===== Dataset excerpts

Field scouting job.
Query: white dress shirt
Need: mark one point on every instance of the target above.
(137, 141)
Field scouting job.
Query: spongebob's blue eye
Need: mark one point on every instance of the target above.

==========

Exercise requirements: Reproduce all of the lines, swapping "Field scouting job" for "Point labeling task" and leaving everything else unchanged.

Output of the exercise:
Point labeling task.
Query: white dress shirt
Need: mark one point on every instance of the target above.
(137, 141)
Point labeling task.
Query: spongebob's blue eye
Need: mark one point on every instance of the target above.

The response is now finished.